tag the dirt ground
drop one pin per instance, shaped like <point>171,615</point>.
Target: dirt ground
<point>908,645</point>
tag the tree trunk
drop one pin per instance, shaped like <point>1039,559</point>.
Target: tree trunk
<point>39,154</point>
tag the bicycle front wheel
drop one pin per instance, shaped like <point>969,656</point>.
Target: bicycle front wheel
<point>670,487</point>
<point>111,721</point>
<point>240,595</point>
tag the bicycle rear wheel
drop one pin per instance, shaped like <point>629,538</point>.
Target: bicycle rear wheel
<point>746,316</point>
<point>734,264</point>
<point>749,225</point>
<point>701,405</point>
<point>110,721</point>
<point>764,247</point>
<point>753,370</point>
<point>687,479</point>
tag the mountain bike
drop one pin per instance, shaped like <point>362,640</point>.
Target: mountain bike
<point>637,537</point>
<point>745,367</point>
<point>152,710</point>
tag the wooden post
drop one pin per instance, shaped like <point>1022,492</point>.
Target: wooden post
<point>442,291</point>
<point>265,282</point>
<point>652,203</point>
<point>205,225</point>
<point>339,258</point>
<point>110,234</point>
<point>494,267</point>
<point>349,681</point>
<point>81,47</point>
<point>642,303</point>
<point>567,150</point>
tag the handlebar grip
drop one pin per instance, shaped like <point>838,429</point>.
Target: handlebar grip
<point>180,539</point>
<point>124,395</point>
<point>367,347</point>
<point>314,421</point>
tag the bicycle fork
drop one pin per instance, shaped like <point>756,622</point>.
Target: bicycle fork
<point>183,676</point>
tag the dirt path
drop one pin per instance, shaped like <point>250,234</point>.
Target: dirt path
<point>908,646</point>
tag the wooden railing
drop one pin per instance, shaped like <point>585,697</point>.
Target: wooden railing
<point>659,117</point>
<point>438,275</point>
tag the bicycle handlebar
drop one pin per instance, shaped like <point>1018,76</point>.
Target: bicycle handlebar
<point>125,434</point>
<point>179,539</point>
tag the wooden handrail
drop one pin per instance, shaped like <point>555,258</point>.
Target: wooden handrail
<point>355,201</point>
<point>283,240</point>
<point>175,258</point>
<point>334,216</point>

========

From the data above, copy every line where "like" appears.

drop one pin per instance, shaped like <point>171,615</point>.
drop one pin per instance, shaped like <point>1039,559</point>.
drop one pin per instance, shaped like <point>969,656</point>.
drop one pin per instance, shaped like <point>629,538</point>.
drop one pin per instance, shaped like <point>362,640</point>.
drop one pin per instance, shaped like <point>1022,492</point>.
drop one pin per instance, shaped like <point>838,429</point>.
drop one pin per instance, shaped like <point>756,622</point>.
drop one pin per instance, shaped like <point>250,234</point>.
drop one pin per instance, shaped like <point>585,697</point>.
drop one pin per instance, shaped like <point>1018,76</point>.
drop one pin per instance, shaped like <point>555,258</point>.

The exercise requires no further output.